# Linux als Gatewas fürs Internet



## Blumenmensch (8. Oktober 2006)

Hi..
Ich bin noch etwas unerfahren im Umgang mit Linux. Folgendes Problem:

Ich habe einen PC mit Windows XP Pro SP2 und einen PC auf dem Linux Suse 9.2 installiert ist. Die beiden PCs sind über einen HUB miteinander verbunden. Der Linux PC hat zusätzlich eine zweite Netzwerkkarte, die am DSL Modem angeschlossen ist. Ich möchte jetzt den Linux PC ins Internet bringen und ihn dann als Gateway für den Windows PC nutzen, um auch mit ihm online gehen zu können.

IPs:
Windows: 192.168.0.2
Linux: 192.168.0.1 (am HUB)
und 192.168.0.150 (am DSL Modem)

Die Internetverbindung beim Linux PC habe ich eingerichtet und sie funktioniert einwandfrei. Ich habe beim Windows PC als Gateway die 192.169.0.1 angegeben. IP-Weiterleitung bei Linux ist aktiviert. Das Problem ist, dass sich der Windows und der Linux Rechner nichtmal pingen können, geschweige denn, dass der Win PC ins INternet kann. Sobald ich die Netzwerkkarte am DSL Modem deaktiviere, kann ich vom Windows PC die 192.168.0.1 wieder pingen und umgekehrt (Ping geht auch, wenn ich den Netzwerkkarte am DSL Modem keine feste IP zuweise). Sobald ich die Netzwerkkarte wieder aktiviere (bzw. ihr eine feste IP gebe), geht kein Ping mehr durch. Ich habe Linux mit allen standardeinstellungen installiert, falls das noch wichtig ist.

* * *

### Gestellte Aufgabe A:
Zieh aus der folgenden Liste jede Zeile heraus, in der die Zeichenfolge „Target“ vorkommt.

### Eingabedaten:
* * *

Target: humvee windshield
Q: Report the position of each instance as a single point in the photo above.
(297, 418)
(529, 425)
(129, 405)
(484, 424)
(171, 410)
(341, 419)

* * *

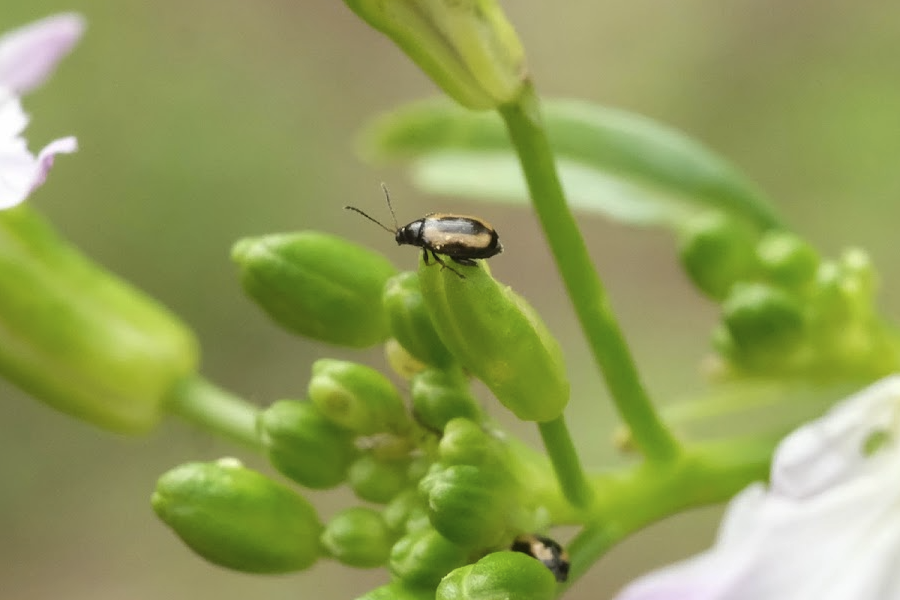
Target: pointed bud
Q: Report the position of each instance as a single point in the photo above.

* * *

### Gestellte Aufgabe B:
Womit sind laut dem Forenbeitrag über Linux als Internet-Gateway die beiden PCs miteinander verbunden?

### Antwort zur Aufgabe A:
Target: humvee windshield
Target: pointed bud

### Antwort zur Aufgabe B:
Über einen HUB.